= Objective =
Reproduce every one of the records below word for word, with nothing changed.
**** Data records
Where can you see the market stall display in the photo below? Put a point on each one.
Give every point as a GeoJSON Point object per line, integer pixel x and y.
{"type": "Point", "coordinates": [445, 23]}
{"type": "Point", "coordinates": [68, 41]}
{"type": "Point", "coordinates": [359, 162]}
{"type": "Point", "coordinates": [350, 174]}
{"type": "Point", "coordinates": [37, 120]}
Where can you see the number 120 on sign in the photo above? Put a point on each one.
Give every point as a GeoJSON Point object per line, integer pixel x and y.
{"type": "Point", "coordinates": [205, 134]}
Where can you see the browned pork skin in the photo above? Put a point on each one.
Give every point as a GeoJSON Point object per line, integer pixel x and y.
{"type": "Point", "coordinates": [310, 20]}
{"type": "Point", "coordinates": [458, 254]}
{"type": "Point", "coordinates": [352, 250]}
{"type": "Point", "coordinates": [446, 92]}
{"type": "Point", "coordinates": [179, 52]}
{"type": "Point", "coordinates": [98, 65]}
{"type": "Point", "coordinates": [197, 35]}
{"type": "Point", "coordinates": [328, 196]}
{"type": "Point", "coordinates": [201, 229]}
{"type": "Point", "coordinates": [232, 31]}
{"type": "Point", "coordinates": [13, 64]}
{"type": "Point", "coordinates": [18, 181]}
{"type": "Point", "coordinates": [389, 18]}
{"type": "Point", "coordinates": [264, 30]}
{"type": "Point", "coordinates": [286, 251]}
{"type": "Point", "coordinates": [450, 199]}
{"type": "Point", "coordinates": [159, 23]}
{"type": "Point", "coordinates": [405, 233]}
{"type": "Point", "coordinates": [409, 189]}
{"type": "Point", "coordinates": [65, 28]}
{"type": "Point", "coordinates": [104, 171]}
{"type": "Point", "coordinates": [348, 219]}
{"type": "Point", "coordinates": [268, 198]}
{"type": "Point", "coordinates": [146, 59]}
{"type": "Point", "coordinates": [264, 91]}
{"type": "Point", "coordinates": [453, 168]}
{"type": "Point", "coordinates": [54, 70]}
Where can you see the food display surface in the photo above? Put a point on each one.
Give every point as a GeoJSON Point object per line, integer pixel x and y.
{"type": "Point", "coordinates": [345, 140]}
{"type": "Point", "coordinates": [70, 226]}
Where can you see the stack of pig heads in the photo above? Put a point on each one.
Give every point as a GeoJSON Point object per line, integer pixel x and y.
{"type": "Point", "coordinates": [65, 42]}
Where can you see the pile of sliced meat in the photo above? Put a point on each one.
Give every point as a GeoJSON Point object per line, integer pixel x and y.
********
= Problem solution =
Where can you see the market stall display in the photo below? Put a point on each one.
Give every point as a GeoJSON Point object per line, integer pixel x and y.
{"type": "Point", "coordinates": [445, 23]}
{"type": "Point", "coordinates": [68, 41]}
{"type": "Point", "coordinates": [359, 162]}
{"type": "Point", "coordinates": [350, 174]}
{"type": "Point", "coordinates": [37, 120]}
Where can you see the number 120 on sign in the photo above? Put a point on each one.
Give every point as a GeoJSON Point object per line, integer pixel x and y.
{"type": "Point", "coordinates": [205, 134]}
Where can you see the browned pork skin in the photo above? Put a point on each one.
Give every point as a GeoJSON Point object per line, integer pixel x and y.
{"type": "Point", "coordinates": [310, 20]}
{"type": "Point", "coordinates": [458, 254]}
{"type": "Point", "coordinates": [352, 250]}
{"type": "Point", "coordinates": [446, 92]}
{"type": "Point", "coordinates": [179, 52]}
{"type": "Point", "coordinates": [98, 65]}
{"type": "Point", "coordinates": [197, 35]}
{"type": "Point", "coordinates": [328, 196]}
{"type": "Point", "coordinates": [201, 229]}
{"type": "Point", "coordinates": [232, 31]}
{"type": "Point", "coordinates": [13, 64]}
{"type": "Point", "coordinates": [18, 181]}
{"type": "Point", "coordinates": [389, 18]}
{"type": "Point", "coordinates": [264, 30]}
{"type": "Point", "coordinates": [286, 251]}
{"type": "Point", "coordinates": [450, 199]}
{"type": "Point", "coordinates": [159, 23]}
{"type": "Point", "coordinates": [405, 233]}
{"type": "Point", "coordinates": [409, 189]}
{"type": "Point", "coordinates": [65, 28]}
{"type": "Point", "coordinates": [104, 171]}
{"type": "Point", "coordinates": [348, 219]}
{"type": "Point", "coordinates": [268, 198]}
{"type": "Point", "coordinates": [146, 59]}
{"type": "Point", "coordinates": [264, 91]}
{"type": "Point", "coordinates": [453, 168]}
{"type": "Point", "coordinates": [54, 70]}
Where can you see the food display surface in the photo above? Put a point on each one.
Give every point as a GeoJSON Point object per line, integer pixel x and y.
{"type": "Point", "coordinates": [345, 140]}
{"type": "Point", "coordinates": [70, 226]}
Where can you see the stack of pig heads in the photo above? Put a point on each one.
Give every point as a GeoJSON Point object per line, integer pixel x and y.
{"type": "Point", "coordinates": [65, 42]}
Where can you see the pile of sliced meat in the photo above? Put a point on each one.
Give every point as a GeoJSON Point object per line, integer pixel x and y.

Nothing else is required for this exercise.